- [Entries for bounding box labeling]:

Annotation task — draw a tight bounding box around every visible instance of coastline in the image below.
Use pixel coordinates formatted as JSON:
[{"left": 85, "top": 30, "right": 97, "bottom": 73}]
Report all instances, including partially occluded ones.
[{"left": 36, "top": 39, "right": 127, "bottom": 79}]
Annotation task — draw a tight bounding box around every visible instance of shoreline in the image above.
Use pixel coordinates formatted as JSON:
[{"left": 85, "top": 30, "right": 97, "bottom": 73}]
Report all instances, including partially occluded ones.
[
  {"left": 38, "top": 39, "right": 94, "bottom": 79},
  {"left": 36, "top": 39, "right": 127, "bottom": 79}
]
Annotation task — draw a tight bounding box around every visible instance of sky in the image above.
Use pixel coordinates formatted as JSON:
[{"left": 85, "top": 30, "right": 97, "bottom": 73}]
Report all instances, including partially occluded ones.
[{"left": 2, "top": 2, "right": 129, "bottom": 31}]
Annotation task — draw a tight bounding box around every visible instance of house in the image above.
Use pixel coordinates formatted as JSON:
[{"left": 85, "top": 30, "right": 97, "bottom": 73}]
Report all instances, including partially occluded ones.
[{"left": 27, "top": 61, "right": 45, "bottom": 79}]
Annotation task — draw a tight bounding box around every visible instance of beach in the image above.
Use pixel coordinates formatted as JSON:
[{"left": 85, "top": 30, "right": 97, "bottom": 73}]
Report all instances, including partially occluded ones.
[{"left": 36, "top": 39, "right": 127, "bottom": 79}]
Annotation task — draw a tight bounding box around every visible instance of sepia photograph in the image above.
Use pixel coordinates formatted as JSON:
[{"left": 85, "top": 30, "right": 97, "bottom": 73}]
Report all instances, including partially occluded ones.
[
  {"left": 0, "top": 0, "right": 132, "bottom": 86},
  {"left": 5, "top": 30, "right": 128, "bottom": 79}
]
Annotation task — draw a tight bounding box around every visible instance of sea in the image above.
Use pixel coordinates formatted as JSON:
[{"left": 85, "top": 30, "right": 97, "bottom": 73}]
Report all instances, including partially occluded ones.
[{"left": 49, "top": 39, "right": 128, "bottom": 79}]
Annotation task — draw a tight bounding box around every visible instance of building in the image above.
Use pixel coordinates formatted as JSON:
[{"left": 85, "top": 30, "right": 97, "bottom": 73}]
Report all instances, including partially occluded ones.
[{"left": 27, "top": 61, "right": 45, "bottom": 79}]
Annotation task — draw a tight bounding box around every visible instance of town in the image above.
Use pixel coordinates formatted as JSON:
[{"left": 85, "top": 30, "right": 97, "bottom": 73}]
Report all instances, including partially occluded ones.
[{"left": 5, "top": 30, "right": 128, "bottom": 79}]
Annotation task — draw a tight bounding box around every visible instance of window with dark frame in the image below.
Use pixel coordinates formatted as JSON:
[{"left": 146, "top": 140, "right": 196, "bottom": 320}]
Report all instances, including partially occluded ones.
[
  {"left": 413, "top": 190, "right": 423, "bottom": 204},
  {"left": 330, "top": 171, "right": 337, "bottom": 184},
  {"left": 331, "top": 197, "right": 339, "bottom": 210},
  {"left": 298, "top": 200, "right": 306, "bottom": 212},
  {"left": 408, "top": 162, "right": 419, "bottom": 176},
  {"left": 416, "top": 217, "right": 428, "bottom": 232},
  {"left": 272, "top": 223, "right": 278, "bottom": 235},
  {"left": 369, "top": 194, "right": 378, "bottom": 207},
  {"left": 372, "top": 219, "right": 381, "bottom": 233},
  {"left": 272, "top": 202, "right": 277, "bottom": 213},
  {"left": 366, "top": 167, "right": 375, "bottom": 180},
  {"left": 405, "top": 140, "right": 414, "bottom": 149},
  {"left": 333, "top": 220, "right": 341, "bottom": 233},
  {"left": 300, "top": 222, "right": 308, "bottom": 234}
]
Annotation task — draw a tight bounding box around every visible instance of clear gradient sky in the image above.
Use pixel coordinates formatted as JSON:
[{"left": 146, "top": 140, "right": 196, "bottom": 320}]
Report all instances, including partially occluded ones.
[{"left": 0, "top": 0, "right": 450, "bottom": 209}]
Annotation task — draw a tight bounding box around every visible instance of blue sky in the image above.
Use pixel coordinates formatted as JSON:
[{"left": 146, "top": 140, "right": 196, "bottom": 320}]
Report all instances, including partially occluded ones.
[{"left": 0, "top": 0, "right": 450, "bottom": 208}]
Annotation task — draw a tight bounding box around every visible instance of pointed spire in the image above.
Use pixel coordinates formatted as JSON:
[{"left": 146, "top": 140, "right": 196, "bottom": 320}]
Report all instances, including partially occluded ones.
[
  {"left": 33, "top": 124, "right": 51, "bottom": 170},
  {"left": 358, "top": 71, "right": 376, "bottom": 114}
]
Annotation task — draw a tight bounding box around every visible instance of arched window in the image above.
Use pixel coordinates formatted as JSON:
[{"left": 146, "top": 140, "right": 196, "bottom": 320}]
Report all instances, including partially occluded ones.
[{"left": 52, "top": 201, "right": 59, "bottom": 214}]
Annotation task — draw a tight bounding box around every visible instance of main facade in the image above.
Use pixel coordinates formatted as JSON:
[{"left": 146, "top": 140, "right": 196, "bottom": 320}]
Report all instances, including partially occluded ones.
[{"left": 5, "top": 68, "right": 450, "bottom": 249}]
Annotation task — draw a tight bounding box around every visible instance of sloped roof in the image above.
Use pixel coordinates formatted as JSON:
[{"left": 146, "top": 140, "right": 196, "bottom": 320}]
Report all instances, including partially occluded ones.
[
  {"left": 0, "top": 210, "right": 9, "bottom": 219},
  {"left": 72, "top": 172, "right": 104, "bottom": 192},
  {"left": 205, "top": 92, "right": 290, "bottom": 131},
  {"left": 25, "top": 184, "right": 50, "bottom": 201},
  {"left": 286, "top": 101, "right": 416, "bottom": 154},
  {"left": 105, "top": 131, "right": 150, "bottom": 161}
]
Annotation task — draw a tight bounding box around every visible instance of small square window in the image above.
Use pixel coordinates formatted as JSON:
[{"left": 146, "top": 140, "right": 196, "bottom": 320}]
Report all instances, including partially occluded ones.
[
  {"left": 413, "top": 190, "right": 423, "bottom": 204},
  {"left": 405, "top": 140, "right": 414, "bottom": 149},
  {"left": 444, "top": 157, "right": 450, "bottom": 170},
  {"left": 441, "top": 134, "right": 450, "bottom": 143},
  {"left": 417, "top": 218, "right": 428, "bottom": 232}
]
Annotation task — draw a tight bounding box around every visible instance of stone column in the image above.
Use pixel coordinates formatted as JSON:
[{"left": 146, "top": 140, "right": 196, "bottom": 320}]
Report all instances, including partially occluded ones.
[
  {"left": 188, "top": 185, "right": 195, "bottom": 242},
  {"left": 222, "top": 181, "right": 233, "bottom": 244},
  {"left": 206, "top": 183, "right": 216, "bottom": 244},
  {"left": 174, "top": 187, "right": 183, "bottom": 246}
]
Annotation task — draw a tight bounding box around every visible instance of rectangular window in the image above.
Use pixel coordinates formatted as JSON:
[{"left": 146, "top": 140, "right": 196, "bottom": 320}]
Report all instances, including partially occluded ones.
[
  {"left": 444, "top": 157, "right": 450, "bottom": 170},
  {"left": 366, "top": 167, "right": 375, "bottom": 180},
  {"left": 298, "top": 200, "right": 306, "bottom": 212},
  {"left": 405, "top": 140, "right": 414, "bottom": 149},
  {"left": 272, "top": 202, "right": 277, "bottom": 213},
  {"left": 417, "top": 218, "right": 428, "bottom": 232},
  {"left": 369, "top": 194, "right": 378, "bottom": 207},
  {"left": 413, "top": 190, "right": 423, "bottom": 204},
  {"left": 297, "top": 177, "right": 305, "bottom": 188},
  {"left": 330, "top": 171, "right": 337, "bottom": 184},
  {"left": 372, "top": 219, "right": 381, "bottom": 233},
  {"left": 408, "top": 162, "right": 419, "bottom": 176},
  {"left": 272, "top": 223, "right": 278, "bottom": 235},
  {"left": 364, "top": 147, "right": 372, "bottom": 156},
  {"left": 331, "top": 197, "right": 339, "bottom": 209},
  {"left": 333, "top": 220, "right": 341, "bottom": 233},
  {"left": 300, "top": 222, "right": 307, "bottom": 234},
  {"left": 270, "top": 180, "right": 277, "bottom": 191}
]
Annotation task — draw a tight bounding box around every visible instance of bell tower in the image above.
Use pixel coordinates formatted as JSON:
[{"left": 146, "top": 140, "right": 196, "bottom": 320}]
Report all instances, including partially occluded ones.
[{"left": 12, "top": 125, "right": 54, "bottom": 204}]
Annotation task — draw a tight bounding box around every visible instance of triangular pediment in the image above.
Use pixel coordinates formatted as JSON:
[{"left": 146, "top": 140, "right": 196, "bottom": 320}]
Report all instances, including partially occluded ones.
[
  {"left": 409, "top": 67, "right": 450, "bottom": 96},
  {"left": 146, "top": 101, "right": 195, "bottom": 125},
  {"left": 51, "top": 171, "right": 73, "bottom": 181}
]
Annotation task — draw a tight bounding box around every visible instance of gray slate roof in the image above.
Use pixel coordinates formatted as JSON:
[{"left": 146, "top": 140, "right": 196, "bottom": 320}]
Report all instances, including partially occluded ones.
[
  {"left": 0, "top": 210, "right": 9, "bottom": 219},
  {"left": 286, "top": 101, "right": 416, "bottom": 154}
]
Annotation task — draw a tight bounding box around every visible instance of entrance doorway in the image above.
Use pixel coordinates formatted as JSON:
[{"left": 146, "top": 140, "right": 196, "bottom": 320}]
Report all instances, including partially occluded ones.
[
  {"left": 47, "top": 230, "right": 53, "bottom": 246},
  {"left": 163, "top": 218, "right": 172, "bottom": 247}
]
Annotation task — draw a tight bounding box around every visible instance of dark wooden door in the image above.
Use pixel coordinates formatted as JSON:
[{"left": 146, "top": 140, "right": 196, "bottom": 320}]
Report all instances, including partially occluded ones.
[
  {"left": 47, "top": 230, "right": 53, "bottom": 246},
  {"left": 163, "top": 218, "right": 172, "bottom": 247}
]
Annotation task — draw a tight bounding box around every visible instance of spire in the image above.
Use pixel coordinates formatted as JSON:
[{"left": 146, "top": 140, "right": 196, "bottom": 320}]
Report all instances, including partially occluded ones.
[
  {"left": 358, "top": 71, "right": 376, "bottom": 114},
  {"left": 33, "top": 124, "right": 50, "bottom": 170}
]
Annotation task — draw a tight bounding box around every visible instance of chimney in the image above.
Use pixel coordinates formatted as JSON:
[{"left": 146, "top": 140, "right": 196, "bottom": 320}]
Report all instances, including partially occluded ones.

* * *

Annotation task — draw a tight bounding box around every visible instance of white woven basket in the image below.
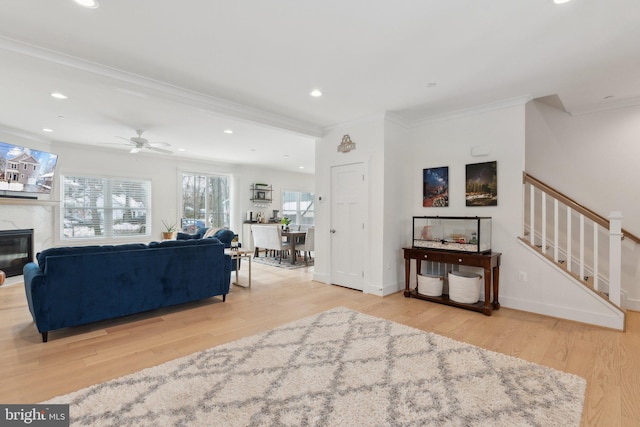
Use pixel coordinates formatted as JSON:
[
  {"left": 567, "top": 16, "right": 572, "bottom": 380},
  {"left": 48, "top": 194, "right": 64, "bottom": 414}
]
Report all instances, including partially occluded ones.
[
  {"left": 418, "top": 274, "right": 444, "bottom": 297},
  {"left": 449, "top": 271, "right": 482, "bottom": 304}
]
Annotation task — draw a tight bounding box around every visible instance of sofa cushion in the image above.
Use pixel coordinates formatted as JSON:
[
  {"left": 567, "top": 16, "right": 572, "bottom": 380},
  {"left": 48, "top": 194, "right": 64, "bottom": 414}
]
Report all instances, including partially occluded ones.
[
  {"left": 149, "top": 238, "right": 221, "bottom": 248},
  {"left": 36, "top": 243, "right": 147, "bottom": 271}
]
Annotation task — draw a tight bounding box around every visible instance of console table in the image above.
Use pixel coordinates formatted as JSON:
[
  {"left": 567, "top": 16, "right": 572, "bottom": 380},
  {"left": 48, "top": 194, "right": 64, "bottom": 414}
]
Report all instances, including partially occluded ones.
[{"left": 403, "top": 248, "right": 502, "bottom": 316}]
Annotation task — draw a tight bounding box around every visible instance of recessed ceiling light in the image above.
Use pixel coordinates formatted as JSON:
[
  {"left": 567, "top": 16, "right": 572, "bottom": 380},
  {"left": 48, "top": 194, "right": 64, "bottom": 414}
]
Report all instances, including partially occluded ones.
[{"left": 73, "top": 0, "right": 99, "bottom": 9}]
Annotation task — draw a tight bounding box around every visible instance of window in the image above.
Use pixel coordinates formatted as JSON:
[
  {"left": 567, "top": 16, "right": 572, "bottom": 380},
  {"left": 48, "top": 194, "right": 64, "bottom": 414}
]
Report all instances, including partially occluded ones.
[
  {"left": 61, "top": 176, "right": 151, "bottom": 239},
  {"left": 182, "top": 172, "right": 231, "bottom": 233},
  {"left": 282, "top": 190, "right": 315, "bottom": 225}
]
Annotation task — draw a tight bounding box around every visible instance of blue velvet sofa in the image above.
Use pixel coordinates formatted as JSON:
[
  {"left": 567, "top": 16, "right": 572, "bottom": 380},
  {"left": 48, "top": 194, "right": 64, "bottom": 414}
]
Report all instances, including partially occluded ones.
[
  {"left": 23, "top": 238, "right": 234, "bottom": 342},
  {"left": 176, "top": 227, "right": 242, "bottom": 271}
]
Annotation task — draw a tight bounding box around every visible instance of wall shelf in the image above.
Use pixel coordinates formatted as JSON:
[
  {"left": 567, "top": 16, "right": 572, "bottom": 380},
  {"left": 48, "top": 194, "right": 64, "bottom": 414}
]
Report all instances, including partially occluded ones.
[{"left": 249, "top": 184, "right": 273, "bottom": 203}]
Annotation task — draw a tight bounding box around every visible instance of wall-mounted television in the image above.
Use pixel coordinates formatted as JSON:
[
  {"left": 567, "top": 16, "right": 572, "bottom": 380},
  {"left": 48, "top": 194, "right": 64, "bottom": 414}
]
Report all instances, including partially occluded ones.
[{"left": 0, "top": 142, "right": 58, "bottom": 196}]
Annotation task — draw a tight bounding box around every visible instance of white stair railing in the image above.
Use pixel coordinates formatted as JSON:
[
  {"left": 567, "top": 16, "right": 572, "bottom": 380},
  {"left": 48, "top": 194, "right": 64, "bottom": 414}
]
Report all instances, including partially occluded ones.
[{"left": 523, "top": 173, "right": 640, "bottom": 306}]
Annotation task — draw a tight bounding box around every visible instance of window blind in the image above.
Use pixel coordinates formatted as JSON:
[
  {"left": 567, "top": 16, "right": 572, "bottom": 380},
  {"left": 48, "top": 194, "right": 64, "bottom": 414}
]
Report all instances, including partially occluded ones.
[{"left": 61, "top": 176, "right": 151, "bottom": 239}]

- [WRITTEN EXERCISE]: Pick out every line of the material above that contains the string "window", and copy each one in full.

- [ANSWER BELOW]:
Annotation task — draw a tight bounding box around every visible instance of window with dark frame in the image below.
Annotation task — draw a tight bounding box around every visible instance of arched window in the image above.
Annotation task — draw a tight bounding box around every visible instance of small square window in the image above.
Annotation task — draw a tight bounding box around every visible instance of rectangular window in the image above.
Annotation task — draw a tight bounding box around every visible instance of window in the image above.
Annotation task — draw a tight bounding box around every visible instance of window blind in the image above.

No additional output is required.